Tasks and exercises:
1 > In the article about fashion sustainability, which organization supports EU green efforts but has doubts about PEF in its present format?
2 > From the article about fashion sustainability, reproduce the passage word for word, from "Enter the Product" up to and including "and resource depletion.".

Page:
++++++++++

BRUSSELS – In the heart of the European Union, the fashion industry finds itself at a crossroads amid growing concerns over climate change and environmental degradation. Against this backdrop, stakeholders are engaged in heated discussions on the elusive concept of sustainability and how to attain it. Even politicians are now getting involved, with members of parliament from the likes of France and Germany now regularly having their say on environmental issues in the fashion industry.

The burning questions: Do we need more recycled products? Better consumer education? Stricter regulations? Or perhaps a gentle nudge towards greener purchasing habits?

Enter the Product Environmental Footprint (PEF), a cornerstone of the European Union’s sustainability playbook. Developed by the European Commission, PEF offers a systematic approach to assess and communicate the environmental impact of products throughout their lifecycle. It aims to standardise measurements of crucial factors like greenhouse gas emissions, water usage, and resource depletion.

 Championed for several years by EU policymakers, PEF holds promise as a tool for identifying areas for environmental improvement and guiding decisions by businesses, consumers, and policymakers alike. With a close eye on high emissions sectors such as apparel and footwear, the EU has been pushing for wider adoption of PEF methodologies as part of its broader environmental agenda.

But is PEF the silver bullet for a more sustainable fashion industry? The International Wool Textile Organisation (IWTO) is supportive of EU efforts on green issues but has reservations about PEF in its present format. Here, I will outline some of our concerns about the methodology’s current limitations and the potential impact of these if PEF is rolled out for apparel.

The PEF rules being developed for apparel and footwear are the first time the PEF will be used to compare farmed products with mined products. In many ways, this is comparing apples with oranges and is hugely problematic.

PEF uses a lifecycle analysis (LCA) approach. Sadly, this falls short in assessing the true impact of synthetic fibres such as polyester. For instance, via its use of LCA, PEF does not account for the environmental impacts of forming oil, and only minutely accounts for the release of its carbon into the atmosphere – carbon that had been safely stored underground for millions of years. On the other hand, the impacts of forming natural fibres on a farm are fully accounted for, significantly advantaging the PEF score for synthetic clothing.

++++++++++

Entries supplied:
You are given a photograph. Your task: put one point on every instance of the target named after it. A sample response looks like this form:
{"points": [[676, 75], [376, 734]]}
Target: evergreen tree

++++++++++

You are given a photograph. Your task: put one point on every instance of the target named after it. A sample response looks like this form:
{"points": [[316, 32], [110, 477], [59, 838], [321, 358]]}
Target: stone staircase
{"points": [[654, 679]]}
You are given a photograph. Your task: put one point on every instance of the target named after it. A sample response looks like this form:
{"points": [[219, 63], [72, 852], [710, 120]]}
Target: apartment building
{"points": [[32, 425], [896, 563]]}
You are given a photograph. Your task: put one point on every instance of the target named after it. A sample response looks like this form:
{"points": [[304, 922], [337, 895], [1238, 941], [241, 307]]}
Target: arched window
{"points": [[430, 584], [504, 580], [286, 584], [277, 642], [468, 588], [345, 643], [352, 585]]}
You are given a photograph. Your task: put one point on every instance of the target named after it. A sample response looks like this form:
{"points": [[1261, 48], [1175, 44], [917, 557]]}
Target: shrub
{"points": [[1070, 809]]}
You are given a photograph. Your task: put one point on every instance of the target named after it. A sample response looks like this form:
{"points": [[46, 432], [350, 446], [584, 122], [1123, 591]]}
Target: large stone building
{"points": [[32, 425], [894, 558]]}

++++++++++

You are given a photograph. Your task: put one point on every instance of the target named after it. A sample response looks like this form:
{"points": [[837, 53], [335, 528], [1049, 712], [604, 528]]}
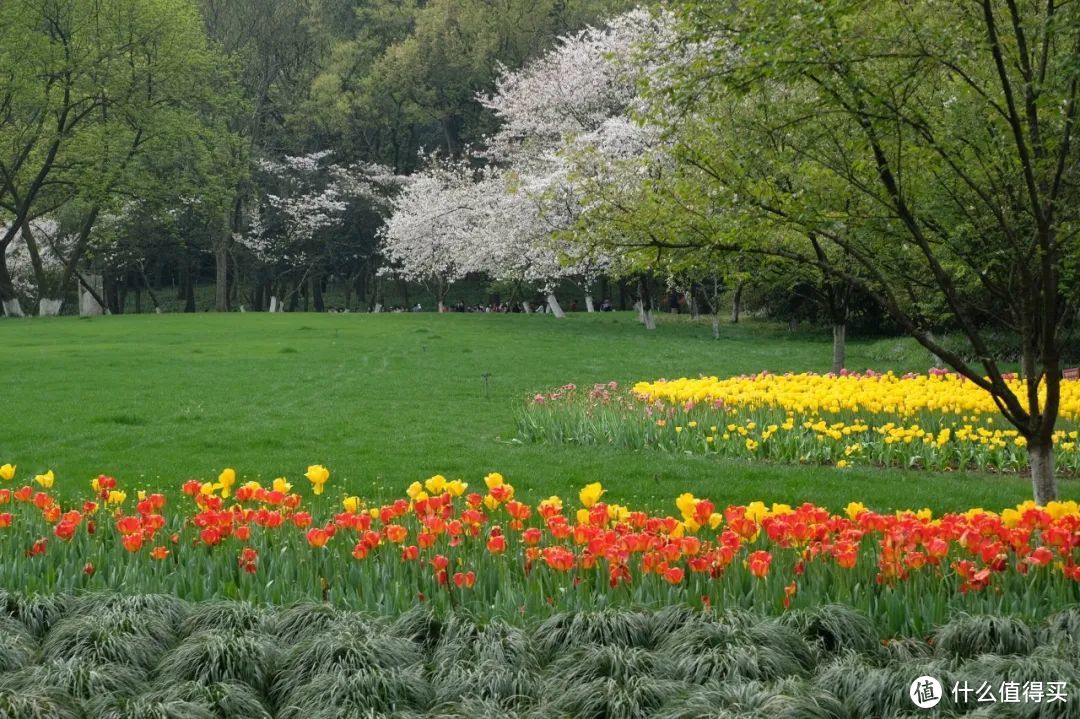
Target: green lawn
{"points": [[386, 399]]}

++++++++++

Answers below:
1 > The International Wool Textile Organisation (IWTO).

2 >
Enter the Product Environmental Footprint (PEF), a cornerstone of the European Union’s sustainability playbook. Developed by the European Commission, PEF offers a systematic approach to assess and communicate the environmental impact of products throughout their lifecycle. It aims to standardise measurements of crucial factors like greenhouse gas emissions, water usage, and resource depletion.